◆ **PROVIDED MATERIAL**:
______

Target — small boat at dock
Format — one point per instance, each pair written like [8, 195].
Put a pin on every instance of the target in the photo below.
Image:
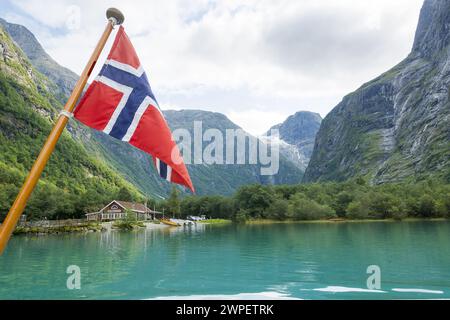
[169, 222]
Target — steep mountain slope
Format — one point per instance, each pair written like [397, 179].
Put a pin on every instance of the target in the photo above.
[63, 78]
[134, 165]
[297, 136]
[211, 178]
[77, 180]
[397, 126]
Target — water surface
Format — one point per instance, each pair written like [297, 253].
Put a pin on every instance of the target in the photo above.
[305, 261]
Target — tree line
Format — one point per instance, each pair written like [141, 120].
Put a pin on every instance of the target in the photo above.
[354, 199]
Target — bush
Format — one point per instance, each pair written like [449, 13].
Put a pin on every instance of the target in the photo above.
[278, 210]
[357, 210]
[301, 208]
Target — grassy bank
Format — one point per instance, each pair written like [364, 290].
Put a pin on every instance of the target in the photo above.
[271, 221]
[88, 227]
[215, 221]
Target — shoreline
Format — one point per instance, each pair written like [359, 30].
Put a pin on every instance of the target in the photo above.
[341, 221]
[108, 226]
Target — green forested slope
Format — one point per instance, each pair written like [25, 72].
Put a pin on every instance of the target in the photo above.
[73, 181]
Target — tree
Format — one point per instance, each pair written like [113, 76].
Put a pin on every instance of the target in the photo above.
[302, 208]
[124, 195]
[278, 209]
[173, 202]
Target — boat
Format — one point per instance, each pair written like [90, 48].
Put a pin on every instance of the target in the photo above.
[169, 222]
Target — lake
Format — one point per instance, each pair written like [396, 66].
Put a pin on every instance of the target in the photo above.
[273, 261]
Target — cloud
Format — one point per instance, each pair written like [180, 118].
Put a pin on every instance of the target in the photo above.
[239, 57]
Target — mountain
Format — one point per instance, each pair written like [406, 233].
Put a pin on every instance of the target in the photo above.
[132, 164]
[296, 137]
[75, 180]
[226, 178]
[397, 126]
[63, 78]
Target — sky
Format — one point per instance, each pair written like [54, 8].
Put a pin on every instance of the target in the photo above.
[256, 61]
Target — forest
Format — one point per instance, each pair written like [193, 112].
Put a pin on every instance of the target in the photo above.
[355, 199]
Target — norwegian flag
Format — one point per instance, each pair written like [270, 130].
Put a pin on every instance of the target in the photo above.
[121, 103]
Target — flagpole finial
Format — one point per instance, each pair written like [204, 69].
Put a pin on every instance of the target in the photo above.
[115, 15]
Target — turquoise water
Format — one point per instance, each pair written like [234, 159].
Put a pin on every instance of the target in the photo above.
[306, 261]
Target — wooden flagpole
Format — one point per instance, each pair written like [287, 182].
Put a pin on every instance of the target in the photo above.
[115, 17]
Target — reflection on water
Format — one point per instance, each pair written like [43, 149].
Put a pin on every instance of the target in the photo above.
[235, 261]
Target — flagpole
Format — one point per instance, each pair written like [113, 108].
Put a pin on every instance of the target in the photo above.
[115, 17]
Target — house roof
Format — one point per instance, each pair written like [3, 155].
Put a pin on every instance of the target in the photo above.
[134, 206]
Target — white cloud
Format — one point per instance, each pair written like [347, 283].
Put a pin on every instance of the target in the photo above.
[240, 57]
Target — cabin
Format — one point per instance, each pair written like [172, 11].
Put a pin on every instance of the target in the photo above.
[117, 210]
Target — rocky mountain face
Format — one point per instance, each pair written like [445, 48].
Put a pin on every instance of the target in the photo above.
[63, 78]
[296, 137]
[78, 180]
[397, 126]
[132, 164]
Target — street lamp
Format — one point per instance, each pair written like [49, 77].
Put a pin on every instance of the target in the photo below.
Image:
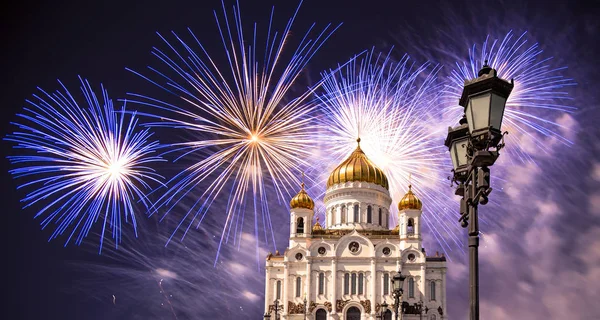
[397, 282]
[305, 307]
[383, 310]
[484, 99]
[276, 308]
[420, 309]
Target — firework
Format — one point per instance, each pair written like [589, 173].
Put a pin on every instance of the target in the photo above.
[84, 164]
[537, 100]
[392, 106]
[242, 130]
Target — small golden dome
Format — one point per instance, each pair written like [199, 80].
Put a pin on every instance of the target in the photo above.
[317, 226]
[302, 200]
[410, 201]
[358, 168]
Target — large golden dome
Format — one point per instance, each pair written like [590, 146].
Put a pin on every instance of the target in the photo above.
[358, 168]
[302, 200]
[410, 201]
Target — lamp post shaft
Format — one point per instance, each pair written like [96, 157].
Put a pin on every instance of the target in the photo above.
[473, 247]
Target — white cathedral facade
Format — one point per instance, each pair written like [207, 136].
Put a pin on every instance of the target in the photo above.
[343, 270]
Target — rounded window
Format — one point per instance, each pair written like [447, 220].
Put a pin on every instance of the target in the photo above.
[353, 246]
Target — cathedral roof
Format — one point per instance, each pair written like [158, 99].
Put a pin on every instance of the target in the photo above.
[396, 230]
[358, 168]
[302, 200]
[317, 226]
[410, 201]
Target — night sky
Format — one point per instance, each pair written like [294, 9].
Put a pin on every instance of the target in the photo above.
[540, 260]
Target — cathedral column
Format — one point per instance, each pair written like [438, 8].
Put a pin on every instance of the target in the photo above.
[373, 282]
[423, 284]
[267, 287]
[286, 280]
[443, 294]
[307, 283]
[333, 284]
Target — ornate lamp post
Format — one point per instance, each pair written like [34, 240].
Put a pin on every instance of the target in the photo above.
[397, 282]
[383, 310]
[420, 308]
[276, 308]
[484, 100]
[305, 307]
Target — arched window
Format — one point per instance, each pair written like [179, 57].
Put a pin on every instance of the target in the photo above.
[347, 283]
[321, 314]
[300, 226]
[410, 227]
[298, 287]
[386, 284]
[321, 283]
[387, 315]
[354, 283]
[361, 280]
[278, 290]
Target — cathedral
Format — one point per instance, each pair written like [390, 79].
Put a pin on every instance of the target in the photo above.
[343, 269]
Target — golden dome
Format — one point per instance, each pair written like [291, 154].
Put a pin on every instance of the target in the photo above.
[302, 200]
[410, 201]
[317, 226]
[358, 168]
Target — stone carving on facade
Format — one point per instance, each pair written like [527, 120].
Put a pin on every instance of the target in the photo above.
[272, 308]
[295, 308]
[367, 305]
[340, 304]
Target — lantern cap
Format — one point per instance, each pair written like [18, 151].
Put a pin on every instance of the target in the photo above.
[486, 81]
[485, 69]
[456, 133]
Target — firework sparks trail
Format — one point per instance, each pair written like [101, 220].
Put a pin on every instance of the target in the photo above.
[164, 293]
[244, 130]
[85, 163]
[537, 97]
[177, 281]
[392, 107]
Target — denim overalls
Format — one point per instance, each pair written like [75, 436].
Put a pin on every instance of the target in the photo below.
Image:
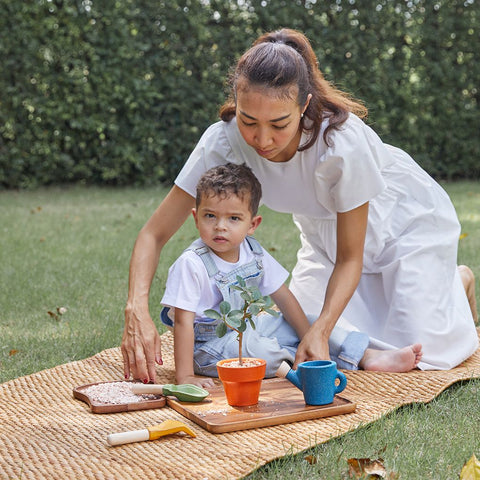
[273, 339]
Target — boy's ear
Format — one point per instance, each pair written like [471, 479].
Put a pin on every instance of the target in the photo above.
[256, 221]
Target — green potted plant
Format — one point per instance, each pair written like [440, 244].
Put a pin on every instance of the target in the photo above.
[241, 377]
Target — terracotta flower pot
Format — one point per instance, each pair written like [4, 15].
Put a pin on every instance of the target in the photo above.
[242, 383]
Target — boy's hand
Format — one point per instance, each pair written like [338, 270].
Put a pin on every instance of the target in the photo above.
[204, 382]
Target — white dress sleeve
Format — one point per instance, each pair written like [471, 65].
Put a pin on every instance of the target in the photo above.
[212, 149]
[350, 173]
[275, 275]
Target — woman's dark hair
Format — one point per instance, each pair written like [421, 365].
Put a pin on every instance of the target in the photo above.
[284, 59]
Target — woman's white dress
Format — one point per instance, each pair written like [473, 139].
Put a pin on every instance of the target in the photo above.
[410, 290]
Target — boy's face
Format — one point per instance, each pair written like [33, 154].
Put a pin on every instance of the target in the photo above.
[224, 222]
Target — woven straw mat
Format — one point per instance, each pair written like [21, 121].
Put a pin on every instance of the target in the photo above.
[46, 433]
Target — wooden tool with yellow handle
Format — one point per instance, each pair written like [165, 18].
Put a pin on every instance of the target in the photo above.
[150, 433]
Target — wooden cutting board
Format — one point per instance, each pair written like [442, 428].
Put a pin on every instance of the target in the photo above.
[280, 402]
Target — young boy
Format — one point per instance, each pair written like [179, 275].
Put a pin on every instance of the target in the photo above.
[226, 216]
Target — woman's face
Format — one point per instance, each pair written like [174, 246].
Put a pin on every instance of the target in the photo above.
[269, 124]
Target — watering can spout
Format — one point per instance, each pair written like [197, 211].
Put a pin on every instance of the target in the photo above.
[285, 371]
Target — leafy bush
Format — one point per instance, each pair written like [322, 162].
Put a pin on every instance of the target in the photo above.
[119, 92]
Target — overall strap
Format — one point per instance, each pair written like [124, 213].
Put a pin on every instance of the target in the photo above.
[254, 246]
[204, 253]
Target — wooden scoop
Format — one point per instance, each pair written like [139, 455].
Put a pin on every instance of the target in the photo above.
[150, 433]
[185, 392]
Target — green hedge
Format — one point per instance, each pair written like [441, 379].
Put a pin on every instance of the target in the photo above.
[118, 92]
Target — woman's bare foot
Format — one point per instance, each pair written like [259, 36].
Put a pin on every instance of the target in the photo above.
[399, 361]
[468, 280]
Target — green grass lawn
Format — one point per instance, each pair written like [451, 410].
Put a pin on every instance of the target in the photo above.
[71, 248]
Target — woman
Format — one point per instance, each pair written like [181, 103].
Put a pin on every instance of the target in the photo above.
[379, 236]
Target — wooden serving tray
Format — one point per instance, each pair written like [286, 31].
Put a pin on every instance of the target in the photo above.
[81, 393]
[280, 402]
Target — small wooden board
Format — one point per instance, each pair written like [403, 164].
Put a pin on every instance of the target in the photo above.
[81, 393]
[280, 402]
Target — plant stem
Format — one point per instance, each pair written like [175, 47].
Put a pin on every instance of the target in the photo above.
[240, 341]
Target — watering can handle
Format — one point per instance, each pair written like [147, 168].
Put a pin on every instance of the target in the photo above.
[343, 382]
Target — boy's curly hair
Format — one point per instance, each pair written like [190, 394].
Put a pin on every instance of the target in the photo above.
[230, 179]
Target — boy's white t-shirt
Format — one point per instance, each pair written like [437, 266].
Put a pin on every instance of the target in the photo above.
[190, 288]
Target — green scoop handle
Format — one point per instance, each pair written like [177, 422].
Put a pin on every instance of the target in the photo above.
[184, 393]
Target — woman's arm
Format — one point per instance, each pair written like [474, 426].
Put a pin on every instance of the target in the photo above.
[141, 346]
[291, 310]
[351, 230]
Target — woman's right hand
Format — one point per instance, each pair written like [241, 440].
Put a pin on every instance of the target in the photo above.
[314, 346]
[141, 346]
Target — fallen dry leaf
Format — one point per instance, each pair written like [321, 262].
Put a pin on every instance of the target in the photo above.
[366, 468]
[471, 470]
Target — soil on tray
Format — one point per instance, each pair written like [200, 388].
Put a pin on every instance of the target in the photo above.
[247, 362]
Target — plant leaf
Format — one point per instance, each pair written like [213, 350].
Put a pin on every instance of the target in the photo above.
[245, 296]
[212, 314]
[471, 470]
[366, 468]
[221, 330]
[243, 326]
[234, 319]
[225, 307]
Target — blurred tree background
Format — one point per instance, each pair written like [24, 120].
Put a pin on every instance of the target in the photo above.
[118, 92]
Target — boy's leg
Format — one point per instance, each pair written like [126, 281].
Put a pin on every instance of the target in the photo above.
[347, 348]
[273, 339]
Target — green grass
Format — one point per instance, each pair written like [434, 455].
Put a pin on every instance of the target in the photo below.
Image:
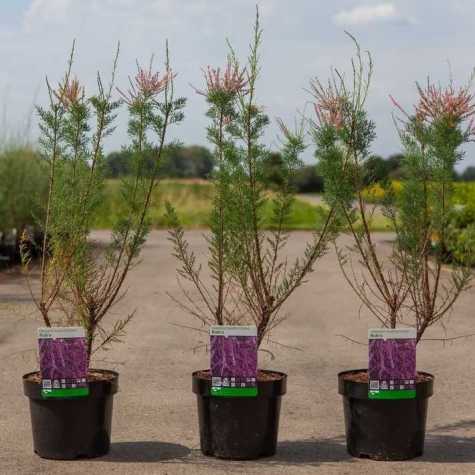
[192, 200]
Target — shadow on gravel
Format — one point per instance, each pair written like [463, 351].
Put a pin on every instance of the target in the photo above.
[450, 448]
[308, 452]
[145, 452]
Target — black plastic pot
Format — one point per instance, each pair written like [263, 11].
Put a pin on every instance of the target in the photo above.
[72, 428]
[384, 429]
[239, 428]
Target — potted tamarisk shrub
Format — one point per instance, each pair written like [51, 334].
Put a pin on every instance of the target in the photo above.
[70, 401]
[407, 290]
[250, 280]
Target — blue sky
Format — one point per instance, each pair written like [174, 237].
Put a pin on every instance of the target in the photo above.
[302, 39]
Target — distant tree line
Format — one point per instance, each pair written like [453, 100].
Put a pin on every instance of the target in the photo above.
[192, 161]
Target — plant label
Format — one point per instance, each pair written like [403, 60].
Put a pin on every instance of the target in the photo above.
[63, 362]
[233, 361]
[392, 363]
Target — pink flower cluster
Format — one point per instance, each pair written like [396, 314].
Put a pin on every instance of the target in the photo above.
[146, 84]
[436, 102]
[329, 105]
[69, 92]
[231, 81]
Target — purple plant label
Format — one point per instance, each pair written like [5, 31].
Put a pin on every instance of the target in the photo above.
[392, 363]
[233, 361]
[63, 362]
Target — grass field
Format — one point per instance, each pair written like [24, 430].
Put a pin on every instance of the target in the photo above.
[192, 200]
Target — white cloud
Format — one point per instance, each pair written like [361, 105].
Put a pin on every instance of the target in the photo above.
[364, 14]
[50, 12]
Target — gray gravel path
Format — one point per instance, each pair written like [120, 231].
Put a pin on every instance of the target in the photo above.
[155, 420]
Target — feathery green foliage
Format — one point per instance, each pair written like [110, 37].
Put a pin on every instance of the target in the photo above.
[251, 279]
[80, 284]
[408, 286]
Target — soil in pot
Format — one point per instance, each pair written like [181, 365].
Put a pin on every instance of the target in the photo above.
[240, 428]
[384, 429]
[72, 428]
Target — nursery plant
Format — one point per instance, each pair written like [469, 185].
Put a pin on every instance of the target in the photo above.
[249, 279]
[407, 286]
[79, 281]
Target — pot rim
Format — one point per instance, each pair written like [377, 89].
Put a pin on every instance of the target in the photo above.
[274, 388]
[97, 389]
[358, 390]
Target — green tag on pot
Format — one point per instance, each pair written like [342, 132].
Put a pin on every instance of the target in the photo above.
[392, 363]
[233, 361]
[63, 362]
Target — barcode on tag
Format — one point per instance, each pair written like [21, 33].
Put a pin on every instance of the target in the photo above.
[374, 385]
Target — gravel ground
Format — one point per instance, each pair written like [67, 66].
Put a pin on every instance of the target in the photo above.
[155, 428]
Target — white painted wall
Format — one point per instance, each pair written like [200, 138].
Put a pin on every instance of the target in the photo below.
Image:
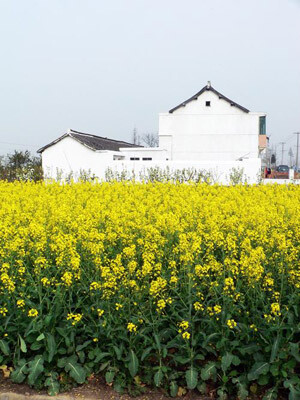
[157, 154]
[220, 132]
[70, 156]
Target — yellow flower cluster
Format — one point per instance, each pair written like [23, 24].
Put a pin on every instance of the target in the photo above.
[147, 252]
[131, 327]
[231, 323]
[75, 318]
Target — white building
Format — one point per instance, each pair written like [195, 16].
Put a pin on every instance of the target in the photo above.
[210, 127]
[206, 132]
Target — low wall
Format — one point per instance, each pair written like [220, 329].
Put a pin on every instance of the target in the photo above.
[223, 172]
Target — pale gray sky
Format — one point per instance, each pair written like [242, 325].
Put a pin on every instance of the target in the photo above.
[104, 67]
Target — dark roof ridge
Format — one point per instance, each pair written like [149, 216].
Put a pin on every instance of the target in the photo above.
[209, 87]
[100, 137]
[93, 142]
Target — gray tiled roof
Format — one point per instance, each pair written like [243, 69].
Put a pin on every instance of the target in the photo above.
[92, 141]
[209, 88]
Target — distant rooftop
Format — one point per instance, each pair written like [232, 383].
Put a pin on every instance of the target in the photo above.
[93, 142]
[208, 87]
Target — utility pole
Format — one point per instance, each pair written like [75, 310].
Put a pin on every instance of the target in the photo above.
[282, 151]
[297, 149]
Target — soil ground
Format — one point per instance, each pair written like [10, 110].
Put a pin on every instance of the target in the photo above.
[95, 389]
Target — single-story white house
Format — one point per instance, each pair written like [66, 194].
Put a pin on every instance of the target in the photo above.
[208, 131]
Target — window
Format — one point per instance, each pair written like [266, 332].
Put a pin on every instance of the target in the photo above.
[262, 125]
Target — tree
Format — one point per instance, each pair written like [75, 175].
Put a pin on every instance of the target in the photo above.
[21, 166]
[273, 159]
[150, 139]
[291, 155]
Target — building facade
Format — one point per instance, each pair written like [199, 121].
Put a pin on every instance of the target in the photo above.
[207, 131]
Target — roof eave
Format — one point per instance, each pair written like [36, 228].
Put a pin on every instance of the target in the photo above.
[209, 88]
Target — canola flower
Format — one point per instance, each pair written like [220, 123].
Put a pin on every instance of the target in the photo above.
[158, 258]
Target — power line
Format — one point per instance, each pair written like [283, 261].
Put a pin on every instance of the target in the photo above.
[20, 144]
[282, 150]
[297, 150]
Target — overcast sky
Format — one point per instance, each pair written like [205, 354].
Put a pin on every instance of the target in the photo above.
[104, 67]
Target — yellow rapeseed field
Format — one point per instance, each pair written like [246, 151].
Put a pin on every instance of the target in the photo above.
[161, 283]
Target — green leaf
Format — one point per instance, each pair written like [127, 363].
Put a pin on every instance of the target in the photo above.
[133, 363]
[275, 348]
[52, 384]
[61, 363]
[100, 357]
[51, 346]
[109, 376]
[271, 394]
[75, 370]
[242, 390]
[40, 337]
[158, 377]
[36, 346]
[146, 352]
[263, 380]
[118, 352]
[182, 360]
[226, 361]
[173, 389]
[19, 374]
[294, 394]
[258, 368]
[202, 388]
[83, 346]
[249, 349]
[4, 347]
[208, 371]
[294, 350]
[23, 345]
[35, 368]
[157, 341]
[191, 377]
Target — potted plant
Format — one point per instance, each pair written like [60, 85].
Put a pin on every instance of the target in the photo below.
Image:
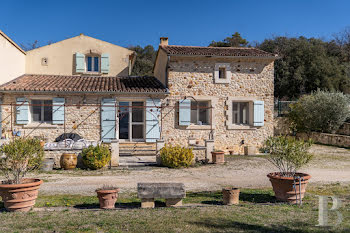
[107, 196]
[218, 156]
[288, 155]
[20, 156]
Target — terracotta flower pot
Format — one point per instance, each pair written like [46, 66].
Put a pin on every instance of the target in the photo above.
[218, 157]
[230, 196]
[107, 198]
[69, 161]
[20, 197]
[283, 187]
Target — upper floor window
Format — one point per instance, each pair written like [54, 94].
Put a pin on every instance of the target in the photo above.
[222, 73]
[92, 64]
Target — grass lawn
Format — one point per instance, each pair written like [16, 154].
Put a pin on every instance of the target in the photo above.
[204, 212]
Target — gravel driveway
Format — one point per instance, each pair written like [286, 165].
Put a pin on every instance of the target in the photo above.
[330, 165]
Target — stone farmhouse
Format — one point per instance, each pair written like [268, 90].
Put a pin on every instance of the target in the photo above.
[83, 85]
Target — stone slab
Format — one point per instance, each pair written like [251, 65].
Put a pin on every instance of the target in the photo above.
[161, 190]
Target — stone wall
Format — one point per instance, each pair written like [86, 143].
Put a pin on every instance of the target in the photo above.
[326, 138]
[251, 79]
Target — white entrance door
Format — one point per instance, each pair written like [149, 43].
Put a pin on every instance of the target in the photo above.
[131, 121]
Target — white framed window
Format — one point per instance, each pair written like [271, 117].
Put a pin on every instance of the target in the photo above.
[92, 63]
[240, 113]
[222, 73]
[200, 112]
[244, 113]
[41, 111]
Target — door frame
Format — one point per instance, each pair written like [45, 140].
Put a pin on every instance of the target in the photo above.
[130, 100]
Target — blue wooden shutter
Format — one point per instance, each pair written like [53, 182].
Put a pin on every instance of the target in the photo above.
[259, 113]
[152, 120]
[108, 117]
[105, 63]
[22, 109]
[1, 117]
[79, 63]
[58, 111]
[185, 112]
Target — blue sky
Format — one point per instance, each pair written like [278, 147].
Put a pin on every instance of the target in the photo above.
[188, 22]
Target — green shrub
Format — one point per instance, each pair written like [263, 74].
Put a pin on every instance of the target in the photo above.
[176, 156]
[21, 155]
[287, 154]
[96, 157]
[320, 111]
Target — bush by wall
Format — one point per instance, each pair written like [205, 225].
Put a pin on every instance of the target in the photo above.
[176, 156]
[96, 157]
[320, 111]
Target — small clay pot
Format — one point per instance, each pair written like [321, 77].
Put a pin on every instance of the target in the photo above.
[47, 164]
[284, 187]
[20, 197]
[230, 196]
[69, 161]
[218, 157]
[107, 198]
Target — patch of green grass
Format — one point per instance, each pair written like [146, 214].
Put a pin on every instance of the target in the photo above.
[258, 211]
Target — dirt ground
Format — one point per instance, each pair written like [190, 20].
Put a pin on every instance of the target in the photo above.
[330, 165]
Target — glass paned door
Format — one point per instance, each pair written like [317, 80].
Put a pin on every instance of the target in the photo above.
[132, 121]
[124, 120]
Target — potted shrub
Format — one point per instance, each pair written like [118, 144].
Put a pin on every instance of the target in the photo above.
[96, 157]
[288, 155]
[107, 196]
[218, 156]
[20, 156]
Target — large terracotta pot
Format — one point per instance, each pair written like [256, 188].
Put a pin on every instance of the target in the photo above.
[230, 196]
[20, 197]
[284, 187]
[69, 161]
[218, 157]
[107, 198]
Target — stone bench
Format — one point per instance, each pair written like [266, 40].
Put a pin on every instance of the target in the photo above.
[171, 192]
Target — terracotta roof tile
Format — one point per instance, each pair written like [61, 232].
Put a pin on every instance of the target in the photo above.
[62, 83]
[215, 51]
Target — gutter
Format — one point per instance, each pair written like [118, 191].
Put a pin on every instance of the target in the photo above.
[86, 92]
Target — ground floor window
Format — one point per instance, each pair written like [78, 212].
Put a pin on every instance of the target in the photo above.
[131, 120]
[41, 111]
[240, 113]
[200, 112]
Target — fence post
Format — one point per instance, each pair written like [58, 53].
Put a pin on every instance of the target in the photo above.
[114, 152]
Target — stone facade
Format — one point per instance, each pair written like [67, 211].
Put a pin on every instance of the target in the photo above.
[251, 79]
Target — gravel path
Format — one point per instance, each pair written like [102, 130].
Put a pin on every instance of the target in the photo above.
[329, 165]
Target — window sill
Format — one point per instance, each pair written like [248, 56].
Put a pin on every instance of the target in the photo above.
[202, 127]
[39, 125]
[241, 127]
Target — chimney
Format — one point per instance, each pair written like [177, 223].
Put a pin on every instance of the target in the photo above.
[164, 41]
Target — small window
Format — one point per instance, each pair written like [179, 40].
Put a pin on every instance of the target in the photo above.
[222, 73]
[200, 112]
[42, 111]
[92, 64]
[240, 113]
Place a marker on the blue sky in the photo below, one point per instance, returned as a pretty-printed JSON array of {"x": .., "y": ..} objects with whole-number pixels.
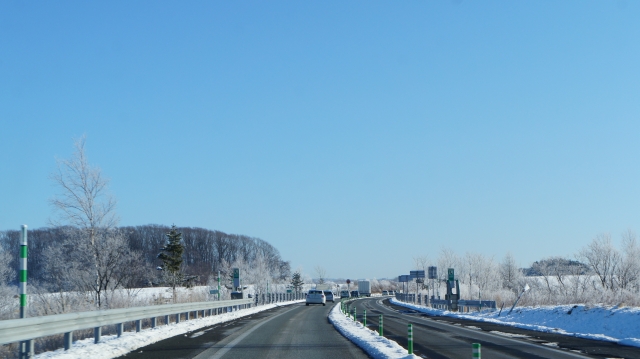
[{"x": 352, "y": 135}]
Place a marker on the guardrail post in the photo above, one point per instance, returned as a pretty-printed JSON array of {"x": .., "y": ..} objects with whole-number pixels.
[
  {"x": 68, "y": 340},
  {"x": 410, "y": 340},
  {"x": 476, "y": 351}
]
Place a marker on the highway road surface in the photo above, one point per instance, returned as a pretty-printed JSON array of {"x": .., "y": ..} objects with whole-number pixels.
[
  {"x": 294, "y": 331},
  {"x": 442, "y": 337}
]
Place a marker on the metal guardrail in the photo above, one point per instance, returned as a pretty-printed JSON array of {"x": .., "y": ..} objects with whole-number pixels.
[
  {"x": 17, "y": 330},
  {"x": 446, "y": 304}
]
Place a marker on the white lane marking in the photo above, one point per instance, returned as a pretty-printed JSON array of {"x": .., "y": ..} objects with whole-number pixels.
[{"x": 229, "y": 346}]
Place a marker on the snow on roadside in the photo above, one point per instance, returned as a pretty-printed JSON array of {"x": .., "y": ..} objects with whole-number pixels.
[
  {"x": 618, "y": 325},
  {"x": 110, "y": 346},
  {"x": 373, "y": 344}
]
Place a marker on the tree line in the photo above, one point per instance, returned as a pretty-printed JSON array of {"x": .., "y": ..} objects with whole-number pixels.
[{"x": 205, "y": 252}]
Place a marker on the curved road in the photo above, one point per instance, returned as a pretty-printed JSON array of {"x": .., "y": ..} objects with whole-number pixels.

______

◆ **TASK GOAL**:
In the records above, tally the lines where the word "slope" appears, and give the number and nothing else.

◆ **ANSWER TO THIS PROBLEM**:
2